### Source text:
****

Her work is in collections including Abbot Hall, Kendal, UK; British Museum, London, UK; Carlsberg Foundation, Copenhagen, Denmark; The Courtauld Institute of Art, London, UK; The Fitzwilliam Museum, Cambridge, UK; Frissiras Museum, Athens, Greece; Herzog Ulrich Gallery, Brunswick, Germany; Metropolitan Museum, New York, USA; Morgan Library and Museum, New York, USA; National Portrait Gallery, London, UK; New Hall Art Collection, Murray Edwards College, Cambridge, UK; Rubell Family Collection, Miami, USA; Ruth Borchard Collection, London, UK; Saatchi Collection, London, UK; Victoria and Albert Museum, London, UK; and the Yale Center for British Art, Connecticut, USA.

****

### Supplied records:

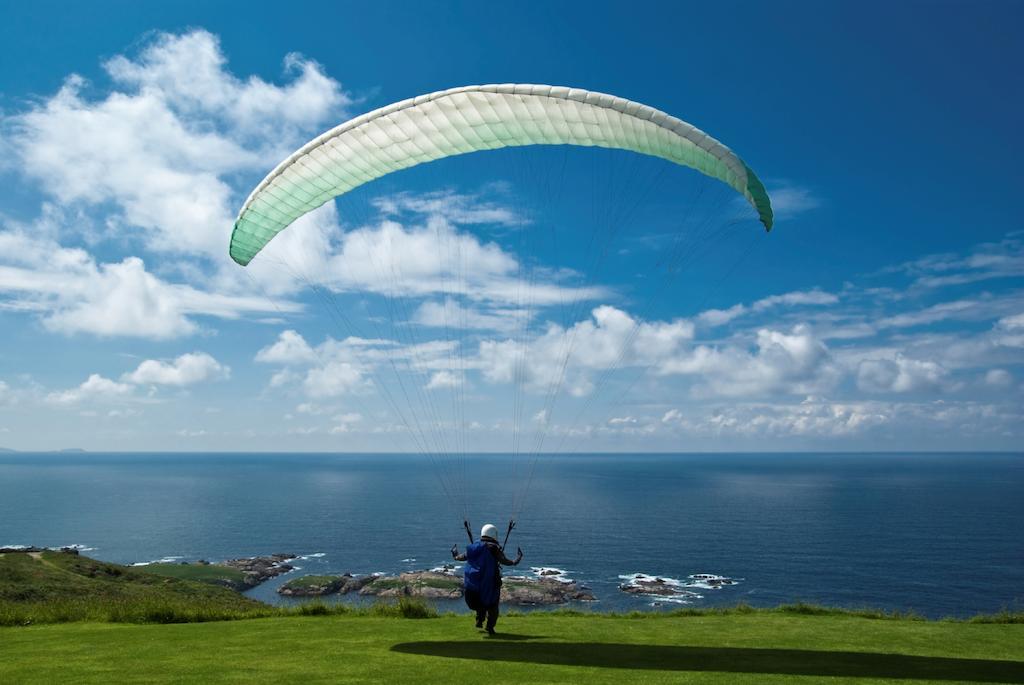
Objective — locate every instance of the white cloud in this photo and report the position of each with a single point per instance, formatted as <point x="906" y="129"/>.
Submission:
<point x="609" y="339"/>
<point x="899" y="375"/>
<point x="291" y="348"/>
<point x="185" y="370"/>
<point x="334" y="379"/>
<point x="442" y="379"/>
<point x="793" y="299"/>
<point x="998" y="378"/>
<point x="453" y="315"/>
<point x="435" y="258"/>
<point x="95" y="388"/>
<point x="343" y="423"/>
<point x="788" y="201"/>
<point x="73" y="293"/>
<point x="790" y="362"/>
<point x="455" y="207"/>
<point x="1004" y="259"/>
<point x="160" y="146"/>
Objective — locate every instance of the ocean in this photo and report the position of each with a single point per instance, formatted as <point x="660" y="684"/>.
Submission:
<point x="937" y="533"/>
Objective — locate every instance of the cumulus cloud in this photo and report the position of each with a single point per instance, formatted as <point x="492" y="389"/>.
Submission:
<point x="334" y="379"/>
<point x="185" y="370"/>
<point x="288" y="349"/>
<point x="435" y="257"/>
<point x="73" y="293"/>
<point x="610" y="338"/>
<point x="95" y="388"/>
<point x="790" y="362"/>
<point x="788" y="200"/>
<point x="442" y="379"/>
<point x="160" y="145"/>
<point x="793" y="299"/>
<point x="452" y="314"/>
<point x="455" y="207"/>
<point x="899" y="375"/>
<point x="1001" y="259"/>
<point x="812" y="417"/>
<point x="998" y="378"/>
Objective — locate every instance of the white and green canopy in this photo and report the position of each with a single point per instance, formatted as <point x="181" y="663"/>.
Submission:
<point x="470" y="119"/>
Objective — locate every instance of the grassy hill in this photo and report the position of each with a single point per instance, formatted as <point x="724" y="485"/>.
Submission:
<point x="54" y="587"/>
<point x="135" y="626"/>
<point x="758" y="647"/>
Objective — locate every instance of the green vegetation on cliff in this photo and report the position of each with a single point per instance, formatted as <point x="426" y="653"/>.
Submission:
<point x="541" y="647"/>
<point x="55" y="587"/>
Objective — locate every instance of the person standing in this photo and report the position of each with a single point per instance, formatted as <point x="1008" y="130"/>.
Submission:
<point x="482" y="578"/>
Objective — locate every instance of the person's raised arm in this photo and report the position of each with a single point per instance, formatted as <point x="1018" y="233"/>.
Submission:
<point x="505" y="561"/>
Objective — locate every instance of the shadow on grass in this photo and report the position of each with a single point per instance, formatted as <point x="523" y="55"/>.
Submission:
<point x="727" y="659"/>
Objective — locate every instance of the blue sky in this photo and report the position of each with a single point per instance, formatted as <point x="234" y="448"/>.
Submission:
<point x="884" y="312"/>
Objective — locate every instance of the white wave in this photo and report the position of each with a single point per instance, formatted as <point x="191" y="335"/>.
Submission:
<point x="646" y="578"/>
<point x="711" y="581"/>
<point x="164" y="560"/>
<point x="553" y="573"/>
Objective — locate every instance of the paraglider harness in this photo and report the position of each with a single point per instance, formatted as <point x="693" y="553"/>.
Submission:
<point x="483" y="580"/>
<point x="508" y="532"/>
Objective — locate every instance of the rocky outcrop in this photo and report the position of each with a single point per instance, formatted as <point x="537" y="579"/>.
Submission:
<point x="652" y="586"/>
<point x="258" y="569"/>
<point x="38" y="550"/>
<point x="517" y="590"/>
<point x="317" y="586"/>
<point x="542" y="592"/>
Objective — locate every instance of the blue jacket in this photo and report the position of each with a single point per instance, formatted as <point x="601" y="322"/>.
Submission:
<point x="483" y="574"/>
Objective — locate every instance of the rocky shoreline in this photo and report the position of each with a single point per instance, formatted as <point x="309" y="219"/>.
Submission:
<point x="260" y="569"/>
<point x="439" y="584"/>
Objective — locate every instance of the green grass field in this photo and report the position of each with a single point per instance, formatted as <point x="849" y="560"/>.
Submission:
<point x="536" y="648"/>
<point x="70" y="618"/>
<point x="201" y="572"/>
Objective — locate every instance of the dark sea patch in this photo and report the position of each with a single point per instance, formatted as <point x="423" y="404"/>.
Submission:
<point x="938" y="534"/>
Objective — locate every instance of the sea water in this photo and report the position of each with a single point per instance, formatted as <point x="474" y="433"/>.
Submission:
<point x="938" y="533"/>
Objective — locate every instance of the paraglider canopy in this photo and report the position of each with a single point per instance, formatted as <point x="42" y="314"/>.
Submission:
<point x="470" y="119"/>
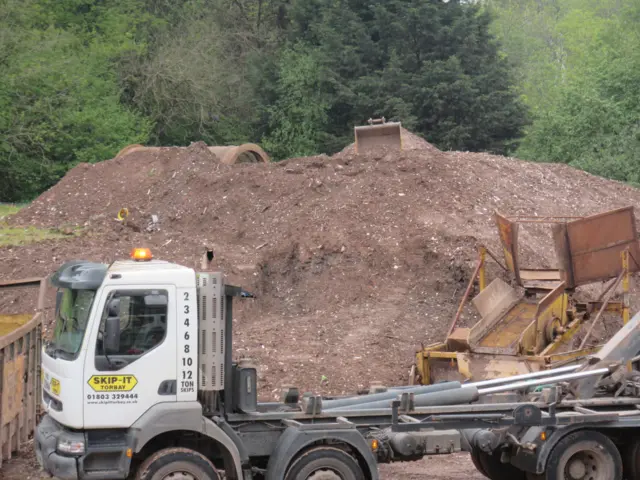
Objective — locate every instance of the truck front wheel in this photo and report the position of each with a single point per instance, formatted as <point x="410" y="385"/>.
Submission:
<point x="584" y="455"/>
<point x="324" y="463"/>
<point x="177" y="464"/>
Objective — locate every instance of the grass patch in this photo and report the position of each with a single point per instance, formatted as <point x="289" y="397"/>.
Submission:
<point x="16" y="236"/>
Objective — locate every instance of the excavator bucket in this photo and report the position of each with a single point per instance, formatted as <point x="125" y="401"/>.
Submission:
<point x="377" y="134"/>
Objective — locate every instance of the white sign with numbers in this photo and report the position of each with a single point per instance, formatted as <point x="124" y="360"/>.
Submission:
<point x="187" y="345"/>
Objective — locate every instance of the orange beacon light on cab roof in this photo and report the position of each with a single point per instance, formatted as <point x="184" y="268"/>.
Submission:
<point x="141" y="254"/>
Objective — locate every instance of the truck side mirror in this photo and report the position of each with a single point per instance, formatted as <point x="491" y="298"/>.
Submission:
<point x="59" y="294"/>
<point x="111" y="339"/>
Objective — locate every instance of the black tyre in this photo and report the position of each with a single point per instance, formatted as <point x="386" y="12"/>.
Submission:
<point x="631" y="460"/>
<point x="496" y="470"/>
<point x="177" y="463"/>
<point x="324" y="463"/>
<point x="584" y="455"/>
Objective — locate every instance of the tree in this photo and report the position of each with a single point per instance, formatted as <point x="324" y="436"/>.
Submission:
<point x="430" y="64"/>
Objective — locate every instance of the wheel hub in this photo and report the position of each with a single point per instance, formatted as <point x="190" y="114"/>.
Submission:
<point x="324" y="475"/>
<point x="179" y="476"/>
<point x="577" y="469"/>
<point x="585" y="466"/>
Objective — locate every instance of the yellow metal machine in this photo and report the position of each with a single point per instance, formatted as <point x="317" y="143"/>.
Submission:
<point x="531" y="327"/>
<point x="377" y="134"/>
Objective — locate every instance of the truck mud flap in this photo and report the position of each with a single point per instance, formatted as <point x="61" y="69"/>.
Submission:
<point x="296" y="439"/>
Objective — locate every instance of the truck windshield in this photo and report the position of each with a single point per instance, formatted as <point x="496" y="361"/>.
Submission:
<point x="71" y="322"/>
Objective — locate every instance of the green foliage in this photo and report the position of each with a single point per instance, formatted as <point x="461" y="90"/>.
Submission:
<point x="81" y="79"/>
<point x="589" y="116"/>
<point x="298" y="118"/>
<point x="429" y="64"/>
<point x="59" y="105"/>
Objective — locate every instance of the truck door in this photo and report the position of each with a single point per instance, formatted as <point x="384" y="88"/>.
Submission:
<point x="120" y="386"/>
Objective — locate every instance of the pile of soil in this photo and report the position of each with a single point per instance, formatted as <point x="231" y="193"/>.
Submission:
<point x="355" y="260"/>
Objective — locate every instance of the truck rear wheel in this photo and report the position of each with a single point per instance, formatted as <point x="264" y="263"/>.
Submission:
<point x="177" y="464"/>
<point x="324" y="463"/>
<point x="584" y="455"/>
<point x="631" y="460"/>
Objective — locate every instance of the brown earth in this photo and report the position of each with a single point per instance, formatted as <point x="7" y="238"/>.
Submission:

****

### Short problem A:
Answer these questions using the passage on the collections that hold her work:
(i) Which collection in Kendal is named?
(ii) Which museum in Athens is listed?
(iii) Which college is the New Hall Art Collection part of?
### Short problem B:
Pick up the passage on the collections that hold her work where it stops, and carry it forward.

### Output A:
(i) Abbot Hall
(ii) Frissiras Museum
(iii) Murray Edwards College, Cambridge

### Output B:
In 2022, a solo exhibition of new works – Memory and Desire – was held at Victoria Miro, London, UK to coincide with the publication of Letters to Gwen John, a Jonathan Cape book by the artist which centres on a series of letters addressed to the painter Gwen John (1876–1939), who has long been a tutelary spirit for Paul. The artist’s first book, Self-Portrait, was published in 2019. Also in 2019, Celia Paul was awarded Harper’s Bazaar Artist of the Year.

The monograph Celia Paul: Works 1975-2025 was published by MACK in 2025. Beginning with the earliest works made by Paul at the age of fifteen, this extensive 500-page volume weaves a chronological sequence of work through six decades, and includes writing by Hilton Als, Clare Carlisle, Karl Ove Knausgaard and Rowan Williams, as well as a new text by Paul herself.